Recorded information:
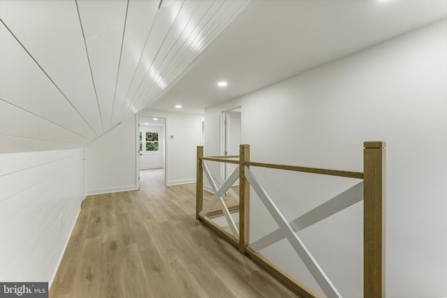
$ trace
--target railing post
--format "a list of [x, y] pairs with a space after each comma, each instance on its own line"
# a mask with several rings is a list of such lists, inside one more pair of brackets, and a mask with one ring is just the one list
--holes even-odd
[[385, 297], [385, 147], [365, 142], [363, 297]]
[[198, 214], [203, 209], [203, 167], [202, 160], [203, 157], [203, 146], [197, 147], [197, 173], [196, 179], [196, 219], [198, 219]]
[[250, 184], [245, 178], [245, 163], [250, 161], [250, 145], [240, 145], [239, 167], [239, 251], [250, 244]]

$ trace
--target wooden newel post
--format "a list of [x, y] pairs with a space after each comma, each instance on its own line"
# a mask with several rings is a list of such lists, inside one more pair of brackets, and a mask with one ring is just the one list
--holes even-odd
[[239, 251], [244, 253], [250, 244], [250, 184], [245, 178], [245, 163], [250, 161], [250, 145], [240, 145], [239, 156]]
[[363, 297], [385, 297], [385, 147], [365, 142]]
[[203, 209], [203, 167], [201, 157], [203, 157], [203, 146], [197, 147], [197, 173], [196, 179], [196, 219]]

Prompt:
Quote all of the records above word for word, leaving out the picture.

Task response:
$ trace
--target railing post
--format "a list of [x, y] pairs with a space after each comma, each instance on its own line"
# a mask with several rings is a list of such lists, inside one more pair of brackets, and a mask with one ring is just the one list
--holes even-odd
[[385, 297], [385, 147], [365, 142], [363, 297]]
[[198, 214], [203, 209], [203, 167], [202, 160], [203, 157], [203, 146], [197, 147], [197, 173], [196, 179], [196, 219], [198, 219]]
[[250, 184], [245, 178], [245, 163], [250, 161], [250, 145], [240, 145], [239, 167], [239, 251], [250, 244]]

$ trace
--target wooden newel post
--format "a list of [x, y] pairs with a space after each comma, each instance on its own line"
# a mask with several rings is a list of such lists, inside one more pair of brackets, and a mask with one ring is just the one list
--holes even-odd
[[239, 251], [244, 253], [250, 244], [250, 184], [245, 178], [245, 163], [250, 161], [250, 145], [240, 145], [239, 156]]
[[363, 297], [385, 297], [385, 147], [365, 142]]
[[203, 209], [203, 167], [201, 157], [203, 157], [203, 146], [197, 147], [197, 173], [196, 179], [196, 219]]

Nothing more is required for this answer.